::: Document excerpt

Garcia, R. 1, 2 , Dery, J. 3 , Roeser, J. 4 & Hoehle, B. 2
1 International Doctorate for Experimental Approaches to Language and Brain (IDEALAB)
2 University of Potsdam
3 Zentrum fuer Allgemeine Sprachwissenschaft Berlin
4 Nottingham Trent University
We investigated thematic role assignment mechanisms in 5- and 7-year-old children who are L1 learners of Tagalog, a verb-initial language which has free argument order and voice-marking verbal affixes denoting the subject's (agent/patient) thematic role.
In Experiment 1, children and adult controls were asked to describe events depicted in pictures by producing sentences using voice-marked verb prompts. The agent was mentioned as the first NP irrespective of voice by children, but was modulated by the verb's voice in adults.

::::::
::: Information provided

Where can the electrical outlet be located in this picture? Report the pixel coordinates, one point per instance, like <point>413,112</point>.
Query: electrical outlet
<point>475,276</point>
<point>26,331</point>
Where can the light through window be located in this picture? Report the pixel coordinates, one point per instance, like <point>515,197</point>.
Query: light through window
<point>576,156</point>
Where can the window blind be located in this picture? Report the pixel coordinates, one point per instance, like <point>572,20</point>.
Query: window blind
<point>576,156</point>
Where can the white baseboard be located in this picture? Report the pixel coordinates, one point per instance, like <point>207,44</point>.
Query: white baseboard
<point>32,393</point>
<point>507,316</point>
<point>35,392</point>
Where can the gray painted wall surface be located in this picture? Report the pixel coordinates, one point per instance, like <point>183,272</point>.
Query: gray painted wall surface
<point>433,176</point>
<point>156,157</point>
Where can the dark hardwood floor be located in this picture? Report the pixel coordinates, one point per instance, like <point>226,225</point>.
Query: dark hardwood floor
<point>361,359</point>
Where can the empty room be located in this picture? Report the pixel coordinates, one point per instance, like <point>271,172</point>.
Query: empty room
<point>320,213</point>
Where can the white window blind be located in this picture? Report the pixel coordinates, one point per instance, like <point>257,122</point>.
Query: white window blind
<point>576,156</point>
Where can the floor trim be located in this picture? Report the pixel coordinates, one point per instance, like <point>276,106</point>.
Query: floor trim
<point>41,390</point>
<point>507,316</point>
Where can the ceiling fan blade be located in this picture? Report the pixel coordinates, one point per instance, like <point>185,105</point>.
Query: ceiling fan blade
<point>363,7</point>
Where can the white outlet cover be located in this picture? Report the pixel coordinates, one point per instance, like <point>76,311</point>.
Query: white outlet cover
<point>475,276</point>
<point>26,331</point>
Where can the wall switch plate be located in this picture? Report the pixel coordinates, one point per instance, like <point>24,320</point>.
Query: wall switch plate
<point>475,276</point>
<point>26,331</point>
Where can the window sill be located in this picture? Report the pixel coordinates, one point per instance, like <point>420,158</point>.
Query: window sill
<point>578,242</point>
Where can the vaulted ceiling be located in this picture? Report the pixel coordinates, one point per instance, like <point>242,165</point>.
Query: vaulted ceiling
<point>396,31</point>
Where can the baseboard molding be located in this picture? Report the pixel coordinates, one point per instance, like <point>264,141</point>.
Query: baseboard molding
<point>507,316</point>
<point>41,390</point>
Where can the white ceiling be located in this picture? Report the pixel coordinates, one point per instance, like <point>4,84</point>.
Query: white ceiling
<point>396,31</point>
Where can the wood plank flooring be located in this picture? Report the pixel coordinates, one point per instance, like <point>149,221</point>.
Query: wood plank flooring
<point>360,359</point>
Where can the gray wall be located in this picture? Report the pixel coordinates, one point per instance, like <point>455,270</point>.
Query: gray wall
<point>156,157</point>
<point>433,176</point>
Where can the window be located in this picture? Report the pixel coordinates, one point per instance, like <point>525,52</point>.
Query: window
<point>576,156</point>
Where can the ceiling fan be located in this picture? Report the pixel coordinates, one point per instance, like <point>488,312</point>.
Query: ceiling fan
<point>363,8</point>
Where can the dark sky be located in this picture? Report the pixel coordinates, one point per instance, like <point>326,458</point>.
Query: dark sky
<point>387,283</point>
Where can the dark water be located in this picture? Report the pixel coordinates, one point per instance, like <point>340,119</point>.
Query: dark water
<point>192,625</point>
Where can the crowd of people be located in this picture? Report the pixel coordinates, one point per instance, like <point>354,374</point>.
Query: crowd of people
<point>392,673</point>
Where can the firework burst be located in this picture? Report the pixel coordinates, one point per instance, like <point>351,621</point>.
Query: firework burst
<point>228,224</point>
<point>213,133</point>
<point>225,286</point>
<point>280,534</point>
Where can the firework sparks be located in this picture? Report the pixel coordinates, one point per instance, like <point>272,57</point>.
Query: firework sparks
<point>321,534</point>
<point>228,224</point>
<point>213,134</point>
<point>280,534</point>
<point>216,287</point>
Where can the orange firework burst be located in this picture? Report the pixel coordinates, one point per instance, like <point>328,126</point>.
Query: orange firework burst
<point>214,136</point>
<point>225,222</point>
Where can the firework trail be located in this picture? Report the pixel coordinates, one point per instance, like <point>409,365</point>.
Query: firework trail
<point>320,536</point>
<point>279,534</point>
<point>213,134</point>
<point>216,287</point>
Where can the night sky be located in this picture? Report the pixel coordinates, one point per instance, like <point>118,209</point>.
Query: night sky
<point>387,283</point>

::::::
::: Information provided

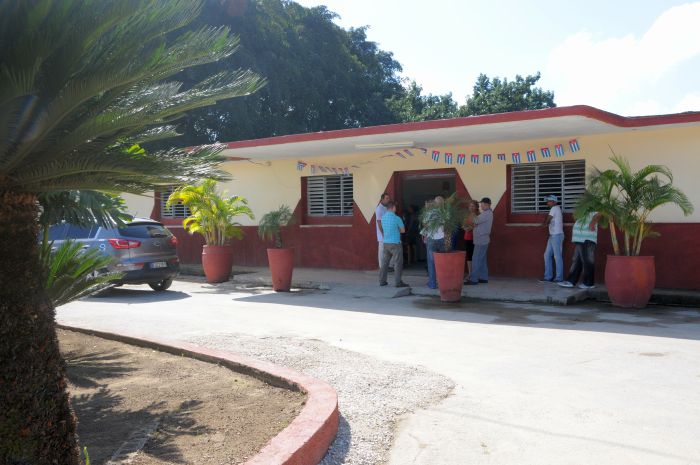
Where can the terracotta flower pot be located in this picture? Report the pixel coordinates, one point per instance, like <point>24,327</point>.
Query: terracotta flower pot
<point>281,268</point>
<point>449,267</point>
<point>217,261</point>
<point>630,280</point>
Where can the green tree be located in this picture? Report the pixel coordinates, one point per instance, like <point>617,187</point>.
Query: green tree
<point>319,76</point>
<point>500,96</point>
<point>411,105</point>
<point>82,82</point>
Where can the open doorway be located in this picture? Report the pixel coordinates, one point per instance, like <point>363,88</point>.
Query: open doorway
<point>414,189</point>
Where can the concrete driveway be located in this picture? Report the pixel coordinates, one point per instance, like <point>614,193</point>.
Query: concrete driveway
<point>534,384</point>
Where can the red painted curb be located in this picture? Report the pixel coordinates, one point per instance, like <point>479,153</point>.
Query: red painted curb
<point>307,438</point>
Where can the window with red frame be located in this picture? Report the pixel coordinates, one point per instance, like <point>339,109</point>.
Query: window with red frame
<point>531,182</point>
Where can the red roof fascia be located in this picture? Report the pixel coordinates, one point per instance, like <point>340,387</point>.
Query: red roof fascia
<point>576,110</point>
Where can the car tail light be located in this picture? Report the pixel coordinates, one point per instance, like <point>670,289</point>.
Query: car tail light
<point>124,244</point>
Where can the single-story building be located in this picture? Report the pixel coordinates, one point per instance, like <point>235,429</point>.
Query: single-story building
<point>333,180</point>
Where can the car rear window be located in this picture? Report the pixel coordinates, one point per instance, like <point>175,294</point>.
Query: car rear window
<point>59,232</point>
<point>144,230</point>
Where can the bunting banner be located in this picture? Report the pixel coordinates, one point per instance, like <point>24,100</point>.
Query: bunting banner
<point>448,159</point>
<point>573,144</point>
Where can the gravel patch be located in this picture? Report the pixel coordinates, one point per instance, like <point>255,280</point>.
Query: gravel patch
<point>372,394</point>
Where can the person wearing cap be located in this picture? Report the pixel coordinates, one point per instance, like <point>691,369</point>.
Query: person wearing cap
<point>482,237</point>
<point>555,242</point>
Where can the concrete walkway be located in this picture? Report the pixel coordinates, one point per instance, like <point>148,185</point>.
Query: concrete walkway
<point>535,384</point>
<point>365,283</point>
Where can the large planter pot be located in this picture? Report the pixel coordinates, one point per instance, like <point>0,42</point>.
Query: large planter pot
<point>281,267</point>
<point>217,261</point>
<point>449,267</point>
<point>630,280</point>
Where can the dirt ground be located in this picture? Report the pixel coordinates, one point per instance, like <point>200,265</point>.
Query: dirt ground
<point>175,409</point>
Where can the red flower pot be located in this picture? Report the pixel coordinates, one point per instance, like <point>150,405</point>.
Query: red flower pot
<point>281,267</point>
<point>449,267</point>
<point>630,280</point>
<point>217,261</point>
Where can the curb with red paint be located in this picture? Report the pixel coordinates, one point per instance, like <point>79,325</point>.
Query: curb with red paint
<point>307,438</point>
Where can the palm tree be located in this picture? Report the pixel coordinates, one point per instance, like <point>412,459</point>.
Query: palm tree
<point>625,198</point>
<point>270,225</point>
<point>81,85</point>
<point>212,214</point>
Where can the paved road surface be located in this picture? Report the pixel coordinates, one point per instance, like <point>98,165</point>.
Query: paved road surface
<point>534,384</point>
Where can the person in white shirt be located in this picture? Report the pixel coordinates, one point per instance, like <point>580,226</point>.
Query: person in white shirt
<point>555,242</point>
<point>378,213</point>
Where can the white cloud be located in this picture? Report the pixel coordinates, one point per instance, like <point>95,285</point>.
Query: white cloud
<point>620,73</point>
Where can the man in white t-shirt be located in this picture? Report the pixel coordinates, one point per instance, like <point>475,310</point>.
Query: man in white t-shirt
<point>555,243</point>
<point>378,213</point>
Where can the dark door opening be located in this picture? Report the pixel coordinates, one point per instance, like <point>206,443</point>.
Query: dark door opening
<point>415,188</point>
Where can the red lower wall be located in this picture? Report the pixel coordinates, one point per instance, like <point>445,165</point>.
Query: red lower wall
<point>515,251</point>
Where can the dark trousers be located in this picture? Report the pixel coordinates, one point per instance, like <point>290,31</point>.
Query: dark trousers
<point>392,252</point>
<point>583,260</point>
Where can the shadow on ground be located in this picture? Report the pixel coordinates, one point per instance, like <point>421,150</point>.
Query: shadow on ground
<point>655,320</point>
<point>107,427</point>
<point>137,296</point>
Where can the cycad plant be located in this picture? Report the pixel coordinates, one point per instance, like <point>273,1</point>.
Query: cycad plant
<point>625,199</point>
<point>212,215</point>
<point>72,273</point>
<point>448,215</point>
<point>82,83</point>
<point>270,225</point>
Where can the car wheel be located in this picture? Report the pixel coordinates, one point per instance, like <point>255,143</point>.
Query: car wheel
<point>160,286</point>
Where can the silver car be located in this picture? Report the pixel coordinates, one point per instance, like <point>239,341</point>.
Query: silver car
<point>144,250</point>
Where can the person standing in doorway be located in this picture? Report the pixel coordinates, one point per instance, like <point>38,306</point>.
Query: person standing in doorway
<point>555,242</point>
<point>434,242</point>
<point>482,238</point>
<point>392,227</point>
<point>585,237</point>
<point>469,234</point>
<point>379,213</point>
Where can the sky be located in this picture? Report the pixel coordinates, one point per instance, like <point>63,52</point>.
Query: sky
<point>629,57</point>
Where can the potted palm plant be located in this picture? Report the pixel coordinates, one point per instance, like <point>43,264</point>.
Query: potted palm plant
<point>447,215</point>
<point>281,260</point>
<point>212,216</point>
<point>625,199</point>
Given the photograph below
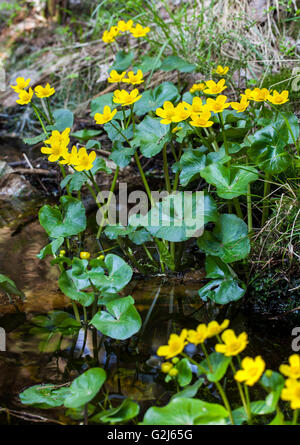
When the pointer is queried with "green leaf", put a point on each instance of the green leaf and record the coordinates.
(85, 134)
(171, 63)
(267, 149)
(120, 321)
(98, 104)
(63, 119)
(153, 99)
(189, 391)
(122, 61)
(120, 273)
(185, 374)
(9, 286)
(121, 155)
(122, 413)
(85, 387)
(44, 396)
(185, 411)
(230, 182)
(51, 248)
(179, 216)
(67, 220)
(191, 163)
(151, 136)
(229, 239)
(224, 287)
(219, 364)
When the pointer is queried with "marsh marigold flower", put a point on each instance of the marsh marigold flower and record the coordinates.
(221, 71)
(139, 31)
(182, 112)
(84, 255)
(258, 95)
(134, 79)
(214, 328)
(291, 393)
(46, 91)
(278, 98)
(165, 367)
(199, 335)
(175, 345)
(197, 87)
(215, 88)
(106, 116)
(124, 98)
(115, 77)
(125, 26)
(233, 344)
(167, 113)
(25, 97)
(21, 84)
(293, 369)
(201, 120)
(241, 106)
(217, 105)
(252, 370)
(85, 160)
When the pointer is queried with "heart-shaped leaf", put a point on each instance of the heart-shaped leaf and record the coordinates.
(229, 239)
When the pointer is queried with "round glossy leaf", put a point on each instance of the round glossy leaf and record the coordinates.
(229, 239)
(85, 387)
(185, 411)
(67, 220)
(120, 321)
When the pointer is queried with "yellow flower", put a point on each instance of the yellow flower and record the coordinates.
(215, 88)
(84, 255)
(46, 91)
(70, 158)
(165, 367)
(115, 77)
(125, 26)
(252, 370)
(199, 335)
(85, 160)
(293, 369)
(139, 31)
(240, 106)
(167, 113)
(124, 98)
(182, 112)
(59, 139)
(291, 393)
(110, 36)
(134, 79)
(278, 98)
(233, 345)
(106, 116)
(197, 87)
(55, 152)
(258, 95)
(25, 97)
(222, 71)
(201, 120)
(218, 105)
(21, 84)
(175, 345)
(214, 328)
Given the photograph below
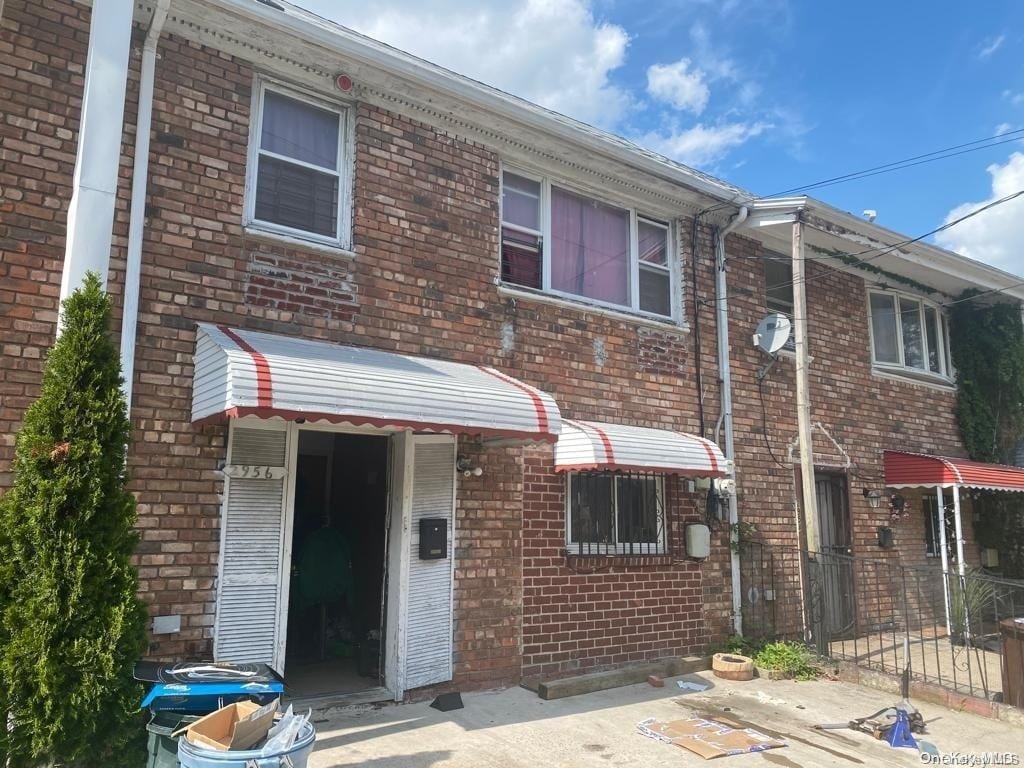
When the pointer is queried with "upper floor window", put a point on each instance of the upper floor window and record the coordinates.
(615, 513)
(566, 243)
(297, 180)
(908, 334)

::::::

**What the task requires**
Continue the abstract about how children learning Tagalog assign thematic roles, picking up right after its final sentence.

**Output for this exercise**
Experiment 2 was a combined self-paced listening and picture verification task manipulating agent order and picture-sentence (mis)match. Listening time results for the first NP show that younger children are insensitive to morphosyntactic thematic role cues. Adults' NP1 listening times however, reflect that they detect when these NPs are incorrectly marked compared to the given picture. In detecting picture-sentence (mis)match, adults performed with high accuracy. Younger children on the other hand ignored morphosyntactic cues, always judging sentences as a 'match' when the first-mentioned NP corresponded to the picture-depicted agent. Both listening time and accuracy results were modulated by age.
Our experiments show that children first have an agent-initial bias, which is gradually attenuated as they learn morphosyntactic cues of thematic role assignment.